# start of SUPPLIED DATA

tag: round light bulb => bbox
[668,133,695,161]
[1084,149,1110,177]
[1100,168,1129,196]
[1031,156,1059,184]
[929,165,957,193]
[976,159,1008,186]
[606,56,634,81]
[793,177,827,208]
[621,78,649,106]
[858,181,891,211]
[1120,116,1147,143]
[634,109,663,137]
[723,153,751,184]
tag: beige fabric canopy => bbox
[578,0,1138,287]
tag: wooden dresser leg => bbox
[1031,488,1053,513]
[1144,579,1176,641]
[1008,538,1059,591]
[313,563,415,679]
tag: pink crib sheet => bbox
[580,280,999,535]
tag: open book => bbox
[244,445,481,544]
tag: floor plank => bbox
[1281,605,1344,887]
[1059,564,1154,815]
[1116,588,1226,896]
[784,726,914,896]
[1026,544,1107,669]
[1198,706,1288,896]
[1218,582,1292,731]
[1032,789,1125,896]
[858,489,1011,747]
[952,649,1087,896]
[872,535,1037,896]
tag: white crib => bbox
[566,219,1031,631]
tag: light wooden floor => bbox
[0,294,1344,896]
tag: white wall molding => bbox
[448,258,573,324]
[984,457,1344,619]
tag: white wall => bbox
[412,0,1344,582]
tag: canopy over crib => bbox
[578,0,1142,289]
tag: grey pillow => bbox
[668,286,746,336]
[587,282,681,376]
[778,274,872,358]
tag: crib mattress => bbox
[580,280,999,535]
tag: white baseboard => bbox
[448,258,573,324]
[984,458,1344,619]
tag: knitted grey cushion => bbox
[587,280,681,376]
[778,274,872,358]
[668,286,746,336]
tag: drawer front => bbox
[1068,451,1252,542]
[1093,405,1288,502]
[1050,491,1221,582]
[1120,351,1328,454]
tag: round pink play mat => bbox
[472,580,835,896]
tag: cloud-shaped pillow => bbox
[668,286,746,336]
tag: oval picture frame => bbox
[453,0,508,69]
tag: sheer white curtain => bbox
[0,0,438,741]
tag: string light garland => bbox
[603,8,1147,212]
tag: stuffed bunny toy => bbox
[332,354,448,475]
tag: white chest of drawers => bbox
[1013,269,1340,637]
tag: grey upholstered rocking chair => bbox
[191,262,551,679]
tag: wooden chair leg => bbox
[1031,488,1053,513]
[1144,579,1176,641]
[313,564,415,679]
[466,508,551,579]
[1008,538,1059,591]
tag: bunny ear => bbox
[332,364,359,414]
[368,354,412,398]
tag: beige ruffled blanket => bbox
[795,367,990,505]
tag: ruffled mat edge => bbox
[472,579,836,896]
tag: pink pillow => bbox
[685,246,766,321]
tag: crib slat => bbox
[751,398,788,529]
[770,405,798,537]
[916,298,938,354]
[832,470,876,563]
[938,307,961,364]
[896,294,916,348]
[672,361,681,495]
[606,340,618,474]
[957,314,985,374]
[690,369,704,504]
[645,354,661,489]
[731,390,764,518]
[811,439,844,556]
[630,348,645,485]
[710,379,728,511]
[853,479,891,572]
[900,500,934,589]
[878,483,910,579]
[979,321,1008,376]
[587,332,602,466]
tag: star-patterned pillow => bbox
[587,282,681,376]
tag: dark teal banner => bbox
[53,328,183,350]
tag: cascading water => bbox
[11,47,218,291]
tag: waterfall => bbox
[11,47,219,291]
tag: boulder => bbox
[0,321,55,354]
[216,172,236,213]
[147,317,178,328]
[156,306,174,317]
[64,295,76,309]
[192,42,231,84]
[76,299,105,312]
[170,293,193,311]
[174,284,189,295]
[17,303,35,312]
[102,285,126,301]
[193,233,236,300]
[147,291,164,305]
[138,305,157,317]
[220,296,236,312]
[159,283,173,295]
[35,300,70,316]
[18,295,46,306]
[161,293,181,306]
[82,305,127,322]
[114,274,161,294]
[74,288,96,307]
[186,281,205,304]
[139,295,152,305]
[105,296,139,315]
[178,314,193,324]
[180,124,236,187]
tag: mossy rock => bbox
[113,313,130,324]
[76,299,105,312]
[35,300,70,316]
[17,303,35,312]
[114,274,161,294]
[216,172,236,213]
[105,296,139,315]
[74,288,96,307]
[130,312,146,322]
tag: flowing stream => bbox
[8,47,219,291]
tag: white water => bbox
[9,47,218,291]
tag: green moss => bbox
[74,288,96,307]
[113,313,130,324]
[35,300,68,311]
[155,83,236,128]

# end of SUPPLIED DATA

- _DIRECTIVE_
Please reproduce all the rows above, replacing every "bbox" with "bounding box" and leaving everything else unchanged.

- _FULL ANSWER_
tag: round light bulb => bounding box
[668,133,695,161]
[1084,149,1110,177]
[1100,168,1129,196]
[1031,156,1059,184]
[929,165,957,193]
[976,159,1008,186]
[606,56,634,81]
[793,177,827,208]
[621,78,649,106]
[858,181,891,211]
[1120,116,1147,143]
[634,109,663,137]
[723,153,751,184]
tag: beige fabric canopy => bounding box
[578,0,1138,287]
tag: wooden dresser leg => bounding box
[1031,488,1053,513]
[1144,579,1176,641]
[1008,538,1059,591]
[313,563,415,679]
tag: pink crib sheet => bounding box
[580,280,999,535]
tag: open book => bounding box
[244,445,481,544]
tag: floor plank => bounding box
[1281,605,1344,887]
[1059,564,1154,815]
[1116,588,1226,896]
[784,726,914,896]
[1026,544,1107,669]
[1198,706,1288,896]
[1218,582,1292,731]
[1032,789,1125,896]
[858,489,1011,747]
[952,649,1087,896]
[872,535,1037,896]
tag: white crib => bounding box
[566,219,1031,631]
tag: light wooden floor => bounding box
[0,294,1344,896]
tag: white wall molding => bounding box
[448,258,573,324]
[984,457,1344,619]
tag: white wall => bounding box
[412,0,1344,582]
tag: canopy over crib => bounding box
[578,0,1142,289]
tag: grey pillow => bounding box
[668,286,746,336]
[587,282,681,376]
[778,274,872,358]
tag: crib mattress => bounding box
[580,280,999,535]
tag: white baseboard => bounding box
[448,258,573,324]
[984,458,1344,619]
tag: knitted grey cushion => bounding box
[587,280,681,376]
[778,274,872,358]
[668,286,746,336]
tag: drawer front => bounding box
[1068,451,1252,542]
[1093,405,1288,502]
[1050,491,1221,582]
[1120,351,1328,454]
tag: round pink play mat => bounding box
[472,580,835,896]
tag: cloud-shaped pillow => bounding box
[668,286,746,336]
tag: oval picture frame => bounding box
[453,0,508,69]
tag: sheer white curtain => bounding box
[0,0,438,741]
tag: string light garland => bounding box
[603,8,1147,212]
tag: stuffed bunny toy => bounding box
[332,354,448,475]
tag: white chest of drawers => bounding box
[1013,269,1340,637]
tag: grey upholstered rocking chair => bounding box
[191,262,551,679]
tag: wooden chair leg => bounding box
[1031,488,1053,513]
[1144,579,1176,641]
[313,564,415,679]
[466,508,551,579]
[1008,538,1059,591]
tag: bunny ear => bounding box
[332,364,359,414]
[368,354,412,398]
tag: beige ruffled blanket => bounding box
[795,367,990,505]
tag: ruffled mat edge => bounding box
[472,579,836,896]
tag: pink pillow => bounding box
[685,246,766,321]
tag: crib slat => bounding box
[751,398,788,529]
[770,405,798,537]
[916,298,938,354]
[832,470,876,563]
[938,307,961,364]
[896,294,916,348]
[672,361,681,495]
[606,340,618,474]
[957,314,985,374]
[690,369,704,504]
[645,354,661,489]
[731,390,764,518]
[811,439,844,556]
[630,348,645,485]
[710,379,728,511]
[853,479,891,572]
[900,500,934,589]
[878,483,910,579]
[979,321,1008,376]
[587,332,602,466]
tag: star-patterned pillow => bounding box
[587,282,681,376]
tag: dark teal banner => bounding box
[53,328,183,350]
tag: cascading water => bounding box
[11,47,218,291]
tag: waterfall => bounding box
[11,47,219,291]
tag: boulder => bounding box
[0,321,55,354]
[216,172,236,213]
[147,317,178,328]
[156,306,174,317]
[64,295,76,309]
[192,42,231,84]
[76,299,105,312]
[170,293,193,311]
[174,284,189,295]
[17,303,35,312]
[102,285,126,301]
[193,233,236,300]
[147,291,164,305]
[138,305,157,317]
[220,296,236,312]
[159,283,173,295]
[35,300,70,316]
[18,295,46,306]
[161,293,181,306]
[82,305,127,322]
[114,274,161,294]
[74,288,96,307]
[186,281,205,304]
[139,295,152,305]
[105,296,139,315]
[178,314,193,324]
[180,124,236,187]
tag: mossy rock => bounding box
[113,313,130,324]
[76,299,105,312]
[35,300,70,316]
[17,303,35,312]
[114,274,161,294]
[216,172,236,213]
[105,296,139,315]
[74,288,96,307]
[130,312,146,322]
tag: flowing stream => bounding box
[8,47,219,291]
tag: white water => bounding box
[9,47,218,291]
tag: green moss => bounding box
[74,288,96,307]
[113,313,130,324]
[35,300,68,311]
[155,83,236,128]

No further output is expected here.